■ TASK REQUIREMENTS ■
Reproduce everything from the line containing "In this exercise you will find the mask" down to the line containing "[(317, 560), (409, 661), (557, 583)]", both ends included, requests and all, but multiply each coordinate in the answers by 2.05 and round it to a whole number, with halves rounding up. Keep the requests and their sample coordinates unchanged, and give only those lines.

■ DATA FOR THE TASK ■
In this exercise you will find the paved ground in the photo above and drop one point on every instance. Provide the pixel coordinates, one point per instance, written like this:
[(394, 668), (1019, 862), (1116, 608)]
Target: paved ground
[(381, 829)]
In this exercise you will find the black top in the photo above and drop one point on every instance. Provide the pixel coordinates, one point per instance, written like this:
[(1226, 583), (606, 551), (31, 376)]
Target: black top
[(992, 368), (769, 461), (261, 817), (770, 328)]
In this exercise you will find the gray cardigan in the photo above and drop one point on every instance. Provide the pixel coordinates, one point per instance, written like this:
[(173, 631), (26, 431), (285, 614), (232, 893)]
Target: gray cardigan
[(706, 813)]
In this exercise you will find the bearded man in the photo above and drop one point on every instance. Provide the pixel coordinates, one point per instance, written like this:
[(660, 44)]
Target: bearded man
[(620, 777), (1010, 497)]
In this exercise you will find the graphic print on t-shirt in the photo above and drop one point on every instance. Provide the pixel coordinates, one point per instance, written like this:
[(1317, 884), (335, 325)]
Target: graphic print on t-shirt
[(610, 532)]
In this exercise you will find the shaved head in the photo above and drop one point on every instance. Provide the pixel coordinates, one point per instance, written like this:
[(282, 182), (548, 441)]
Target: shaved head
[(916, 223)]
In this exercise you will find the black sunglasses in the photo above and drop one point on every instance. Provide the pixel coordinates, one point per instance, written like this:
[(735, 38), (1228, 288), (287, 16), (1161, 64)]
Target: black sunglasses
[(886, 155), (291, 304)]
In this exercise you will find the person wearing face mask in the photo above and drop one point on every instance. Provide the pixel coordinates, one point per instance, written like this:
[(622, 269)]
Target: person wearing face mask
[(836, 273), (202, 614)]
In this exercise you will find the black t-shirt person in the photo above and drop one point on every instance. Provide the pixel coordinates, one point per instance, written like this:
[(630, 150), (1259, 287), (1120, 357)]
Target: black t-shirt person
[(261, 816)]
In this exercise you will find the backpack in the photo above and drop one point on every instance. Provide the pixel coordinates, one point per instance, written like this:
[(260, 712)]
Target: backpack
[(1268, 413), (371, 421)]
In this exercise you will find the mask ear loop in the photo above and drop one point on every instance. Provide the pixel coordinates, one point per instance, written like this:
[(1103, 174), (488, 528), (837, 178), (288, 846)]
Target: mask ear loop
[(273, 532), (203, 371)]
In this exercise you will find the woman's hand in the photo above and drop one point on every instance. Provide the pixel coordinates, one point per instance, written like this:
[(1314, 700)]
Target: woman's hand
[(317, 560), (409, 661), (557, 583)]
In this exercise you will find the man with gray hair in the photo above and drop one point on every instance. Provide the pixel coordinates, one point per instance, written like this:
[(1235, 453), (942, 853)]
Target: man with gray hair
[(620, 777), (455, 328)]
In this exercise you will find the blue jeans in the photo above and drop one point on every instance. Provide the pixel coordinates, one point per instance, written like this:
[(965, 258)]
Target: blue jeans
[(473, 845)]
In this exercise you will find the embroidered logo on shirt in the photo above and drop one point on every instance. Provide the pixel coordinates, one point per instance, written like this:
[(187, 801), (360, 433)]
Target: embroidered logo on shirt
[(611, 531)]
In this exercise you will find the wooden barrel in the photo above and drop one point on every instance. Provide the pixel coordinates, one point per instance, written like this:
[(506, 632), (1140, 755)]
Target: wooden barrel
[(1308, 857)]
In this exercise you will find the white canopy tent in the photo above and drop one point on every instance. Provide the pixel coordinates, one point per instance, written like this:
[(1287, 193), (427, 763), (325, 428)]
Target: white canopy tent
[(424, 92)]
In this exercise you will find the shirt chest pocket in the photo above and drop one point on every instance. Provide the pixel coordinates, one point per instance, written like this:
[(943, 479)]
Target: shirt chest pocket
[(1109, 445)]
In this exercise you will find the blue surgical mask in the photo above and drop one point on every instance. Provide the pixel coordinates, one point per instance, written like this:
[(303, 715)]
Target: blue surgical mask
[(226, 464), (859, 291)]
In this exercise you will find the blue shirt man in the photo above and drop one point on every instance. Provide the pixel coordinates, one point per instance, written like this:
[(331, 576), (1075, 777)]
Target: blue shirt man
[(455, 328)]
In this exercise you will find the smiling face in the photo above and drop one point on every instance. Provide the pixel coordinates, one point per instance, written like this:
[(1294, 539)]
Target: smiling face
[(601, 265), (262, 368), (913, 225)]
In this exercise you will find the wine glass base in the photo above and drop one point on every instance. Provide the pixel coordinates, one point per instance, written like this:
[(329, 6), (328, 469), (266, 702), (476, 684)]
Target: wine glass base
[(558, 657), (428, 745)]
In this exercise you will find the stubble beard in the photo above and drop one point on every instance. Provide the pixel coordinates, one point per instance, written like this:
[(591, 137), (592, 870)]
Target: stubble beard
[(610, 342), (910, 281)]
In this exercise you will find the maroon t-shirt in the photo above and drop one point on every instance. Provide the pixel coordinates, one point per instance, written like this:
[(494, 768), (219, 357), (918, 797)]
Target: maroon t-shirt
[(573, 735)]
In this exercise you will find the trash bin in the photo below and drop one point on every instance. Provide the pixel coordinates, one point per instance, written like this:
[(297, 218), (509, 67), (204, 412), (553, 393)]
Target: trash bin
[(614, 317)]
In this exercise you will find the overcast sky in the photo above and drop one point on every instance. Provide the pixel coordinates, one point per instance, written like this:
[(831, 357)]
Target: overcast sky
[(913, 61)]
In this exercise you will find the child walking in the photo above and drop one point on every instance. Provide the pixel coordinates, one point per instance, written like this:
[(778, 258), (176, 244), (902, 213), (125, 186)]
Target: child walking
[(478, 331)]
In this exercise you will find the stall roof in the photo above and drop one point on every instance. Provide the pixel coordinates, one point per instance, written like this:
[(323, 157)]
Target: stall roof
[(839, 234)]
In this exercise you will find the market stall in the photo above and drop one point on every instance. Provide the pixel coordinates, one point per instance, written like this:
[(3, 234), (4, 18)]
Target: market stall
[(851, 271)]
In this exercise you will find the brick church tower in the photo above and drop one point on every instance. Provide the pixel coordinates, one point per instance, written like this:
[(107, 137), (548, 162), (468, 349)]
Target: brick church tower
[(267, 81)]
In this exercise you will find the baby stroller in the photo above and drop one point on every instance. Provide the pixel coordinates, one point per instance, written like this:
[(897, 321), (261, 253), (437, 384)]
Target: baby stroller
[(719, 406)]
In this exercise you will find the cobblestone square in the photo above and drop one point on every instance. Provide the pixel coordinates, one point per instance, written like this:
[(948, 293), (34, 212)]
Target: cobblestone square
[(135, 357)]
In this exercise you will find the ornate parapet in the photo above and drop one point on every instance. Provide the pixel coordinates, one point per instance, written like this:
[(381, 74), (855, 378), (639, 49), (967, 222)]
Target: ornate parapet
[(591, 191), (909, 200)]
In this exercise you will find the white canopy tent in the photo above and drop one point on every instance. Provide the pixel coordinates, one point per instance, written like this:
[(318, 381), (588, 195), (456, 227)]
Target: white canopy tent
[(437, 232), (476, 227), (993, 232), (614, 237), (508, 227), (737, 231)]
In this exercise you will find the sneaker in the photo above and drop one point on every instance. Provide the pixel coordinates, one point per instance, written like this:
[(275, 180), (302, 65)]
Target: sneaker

■ RESULT FOR THIS EXERCISE ■
In this exercise you will find the mask ear loop in the photo above and drop one point on every instance. Provide the pixel coordinates, one point per instance, written like this:
[(1103, 174), (488, 528), (837, 178), (288, 846)]
Target: mask ear loop
[(560, 1091), (416, 761)]
In this exercise you will find the woman's hand in the photo above and drop one point on every instance. Provide the pixel coordinates, one point per instance, written like this:
[(1314, 700)]
Target: woman's hand
[(650, 1148), (838, 1355), (1142, 1195)]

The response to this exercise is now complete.